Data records
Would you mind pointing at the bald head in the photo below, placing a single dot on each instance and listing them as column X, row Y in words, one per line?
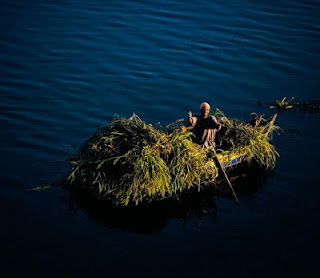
column 205, row 109
column 204, row 104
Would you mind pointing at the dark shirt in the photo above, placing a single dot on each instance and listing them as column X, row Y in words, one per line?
column 205, row 129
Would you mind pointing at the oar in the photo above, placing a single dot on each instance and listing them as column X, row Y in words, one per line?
column 227, row 179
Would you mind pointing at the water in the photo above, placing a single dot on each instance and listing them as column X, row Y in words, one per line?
column 68, row 67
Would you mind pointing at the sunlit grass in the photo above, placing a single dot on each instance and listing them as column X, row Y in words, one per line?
column 131, row 162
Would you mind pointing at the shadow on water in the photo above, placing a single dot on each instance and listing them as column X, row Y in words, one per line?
column 153, row 217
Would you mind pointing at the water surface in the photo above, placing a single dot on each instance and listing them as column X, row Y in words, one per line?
column 68, row 67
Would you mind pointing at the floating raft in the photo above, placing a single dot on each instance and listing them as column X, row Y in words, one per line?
column 131, row 162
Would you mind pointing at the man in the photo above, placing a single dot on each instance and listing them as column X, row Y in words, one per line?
column 205, row 126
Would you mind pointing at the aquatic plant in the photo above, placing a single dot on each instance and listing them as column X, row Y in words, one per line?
column 245, row 139
column 282, row 104
column 131, row 162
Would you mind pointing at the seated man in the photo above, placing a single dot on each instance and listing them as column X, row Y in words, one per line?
column 205, row 126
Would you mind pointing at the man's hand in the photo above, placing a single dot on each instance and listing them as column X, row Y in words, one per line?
column 183, row 129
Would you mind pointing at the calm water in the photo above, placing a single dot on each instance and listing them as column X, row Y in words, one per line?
column 68, row 67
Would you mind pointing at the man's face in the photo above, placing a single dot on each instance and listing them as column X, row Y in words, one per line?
column 205, row 111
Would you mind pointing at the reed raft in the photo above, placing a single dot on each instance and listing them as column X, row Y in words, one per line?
column 129, row 162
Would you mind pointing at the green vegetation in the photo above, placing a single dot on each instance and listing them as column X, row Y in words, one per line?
column 131, row 162
column 246, row 139
column 283, row 104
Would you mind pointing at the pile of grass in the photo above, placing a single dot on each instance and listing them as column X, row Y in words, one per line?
column 131, row 162
column 242, row 138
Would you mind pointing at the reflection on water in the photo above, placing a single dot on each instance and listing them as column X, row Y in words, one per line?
column 67, row 67
column 153, row 217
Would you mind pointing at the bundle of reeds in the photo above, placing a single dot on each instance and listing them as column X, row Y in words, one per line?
column 131, row 162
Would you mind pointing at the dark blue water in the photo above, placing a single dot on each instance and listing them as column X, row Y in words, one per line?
column 68, row 67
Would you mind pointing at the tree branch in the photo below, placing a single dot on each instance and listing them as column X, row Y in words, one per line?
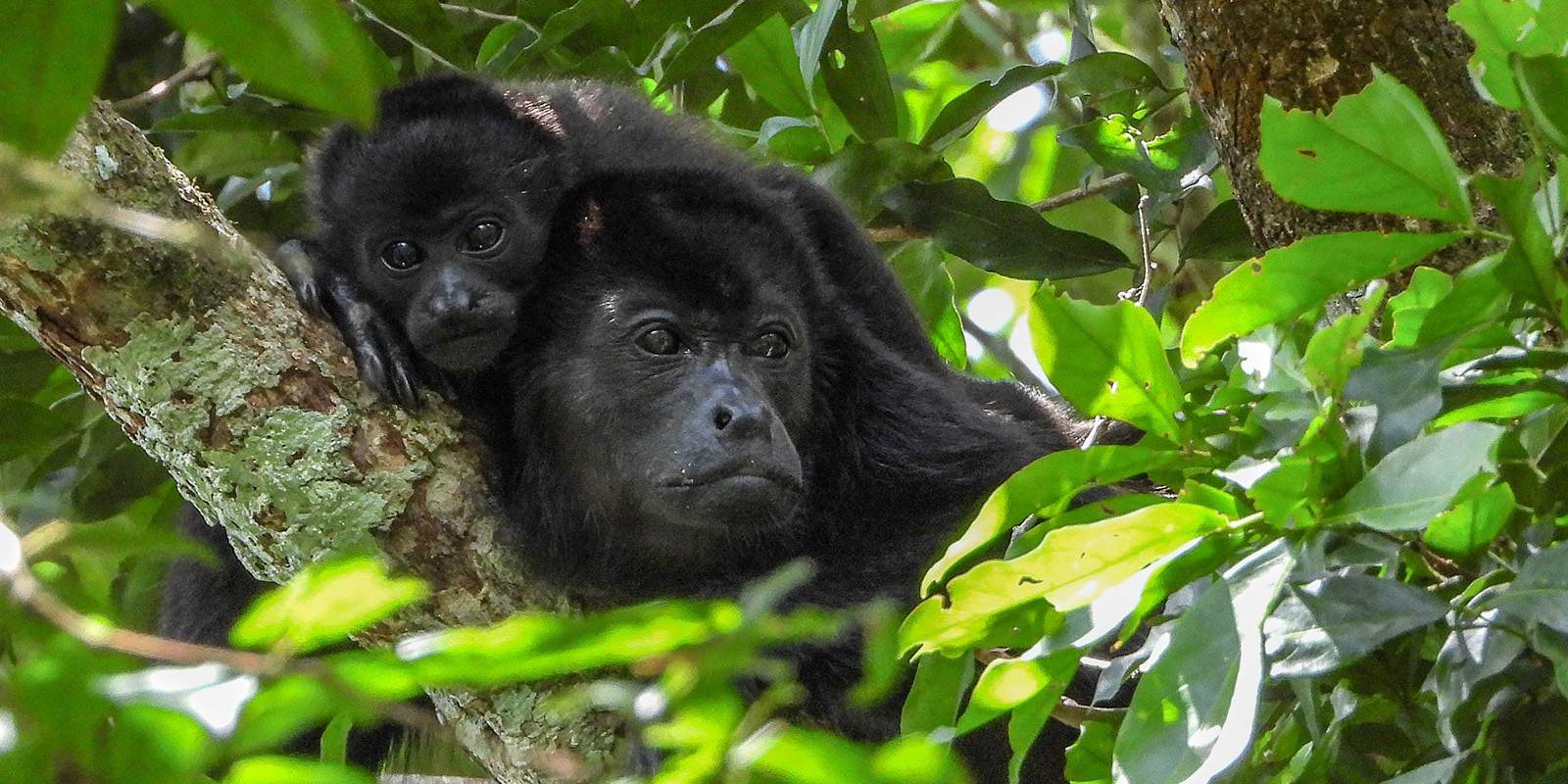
column 209, row 365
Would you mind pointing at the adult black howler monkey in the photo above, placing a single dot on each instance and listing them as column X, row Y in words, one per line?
column 703, row 368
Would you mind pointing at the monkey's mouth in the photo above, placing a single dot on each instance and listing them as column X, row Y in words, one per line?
column 749, row 474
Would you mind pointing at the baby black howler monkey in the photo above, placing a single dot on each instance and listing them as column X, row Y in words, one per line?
column 427, row 226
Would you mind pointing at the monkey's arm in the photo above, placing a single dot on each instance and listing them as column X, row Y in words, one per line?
column 381, row 353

| EXERCISE DIRECTIONS |
Starting at the line that contains "Would you mind pointing at the baby", write out every line to the end of the entries, exactly as given.

| RESPONSE |
Would you mind pointing at the baby black howler monkey in the photo above, placing a single dot on each instance and listing them as column X, row Y in words, one per line?
column 427, row 226
Would you mind pointing at the monkey's arm in the photo above, placing a single dot on each instance and listing them as column X, row Y in words, one per line?
column 381, row 353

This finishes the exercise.